Set exercise: Reproduce every one of the following records verbatim, keeping each line in its original order.

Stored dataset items

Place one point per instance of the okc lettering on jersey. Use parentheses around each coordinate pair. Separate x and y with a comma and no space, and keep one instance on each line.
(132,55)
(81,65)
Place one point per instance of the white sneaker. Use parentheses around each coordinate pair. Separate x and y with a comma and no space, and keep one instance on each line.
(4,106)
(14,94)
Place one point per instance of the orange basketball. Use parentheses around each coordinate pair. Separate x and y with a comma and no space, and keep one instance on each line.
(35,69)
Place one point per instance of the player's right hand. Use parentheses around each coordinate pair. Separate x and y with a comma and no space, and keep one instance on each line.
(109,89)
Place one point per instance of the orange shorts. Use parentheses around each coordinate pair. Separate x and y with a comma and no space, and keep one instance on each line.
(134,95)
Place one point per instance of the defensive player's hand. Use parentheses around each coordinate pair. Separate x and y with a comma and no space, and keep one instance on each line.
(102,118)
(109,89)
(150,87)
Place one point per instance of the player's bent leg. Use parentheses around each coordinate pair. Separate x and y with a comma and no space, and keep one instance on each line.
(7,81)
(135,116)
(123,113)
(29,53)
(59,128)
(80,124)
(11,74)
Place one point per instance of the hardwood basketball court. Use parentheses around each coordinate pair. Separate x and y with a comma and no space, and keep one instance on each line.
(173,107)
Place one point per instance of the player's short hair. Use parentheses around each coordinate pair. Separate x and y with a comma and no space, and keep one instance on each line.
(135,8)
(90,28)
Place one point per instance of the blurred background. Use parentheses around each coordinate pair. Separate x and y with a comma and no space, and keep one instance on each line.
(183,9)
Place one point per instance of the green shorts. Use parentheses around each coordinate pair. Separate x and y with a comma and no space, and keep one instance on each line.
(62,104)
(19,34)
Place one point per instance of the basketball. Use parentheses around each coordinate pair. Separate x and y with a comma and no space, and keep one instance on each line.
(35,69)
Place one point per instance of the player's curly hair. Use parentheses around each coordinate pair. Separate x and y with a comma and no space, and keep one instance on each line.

Exercise solution:
Place one point per instance of the okc lettering on jersey. Use parentheses around each coordinate pair. Separate x and y with a comma and no space, and keep one instance on each line.
(132,55)
(81,65)
Place one point per instance of the white sneaker. Use parentheses around each coordinate pair. Separate x and y with a comma and no space, and keep one instance on each line.
(4,106)
(14,94)
Place one point per instance of the orange basketball. Use parentheses around each coordinate pair. Separate x and y with a comma and no space, and keep one instance on each line.
(35,69)
Place one point per instance of the player's right hand. Use parentheses around each coordinate pair. Separate x and y with a comma and no space, and keep one instance on each line.
(109,89)
Place one point per instance of the orange shorts. Use parentheses around each coordinate pair. Separate x and y with a comma and no space, and keep one instance on each line.
(134,95)
Place one point per instance of the defensive player's hand. Use parentheses around each coordinate pair. Separate x and y with a comma and no space, and keep one instance on each line.
(102,118)
(109,89)
(150,87)
Place one point per instance of the player's bent leg. Use parentheses around each coordinate pair. Separate x and y with a comma and no space, and keep one instance on each line.
(7,81)
(135,116)
(123,113)
(29,53)
(59,128)
(80,124)
(11,74)
Place one point per instance of the hardwood basketball court. Use parentheses around each coordinate pair. Separate x and y with a comma and no space, and keep one instance on each line.
(173,107)
Place one point per instance of the player's short hair. Use parentheses around each coordinate pair. Separate x and y with a comma and no space, and keep one instance on each line.
(135,8)
(90,28)
Place one point per instance of the blurred background. Use parentheses around each coordinate pair. Separate x and y with a comma and no space, and keep one instance on each line.
(183,9)
Place one point per instance of the green shorts. Use parentheses around each coordinate pair. Separate x and y with a comma and no space, and keep one instance on each line.
(62,104)
(19,34)
Place one point per instance of the basketball. Use parentheses around each coordinate pair. Separate x and y with a comma and no space, and keep one instance on each line.
(35,69)
Place one point per instance of the player's curly hair. Use parentheses around each coordinate pair. Separate x and y with a comma and no space, and keep one instance on each line.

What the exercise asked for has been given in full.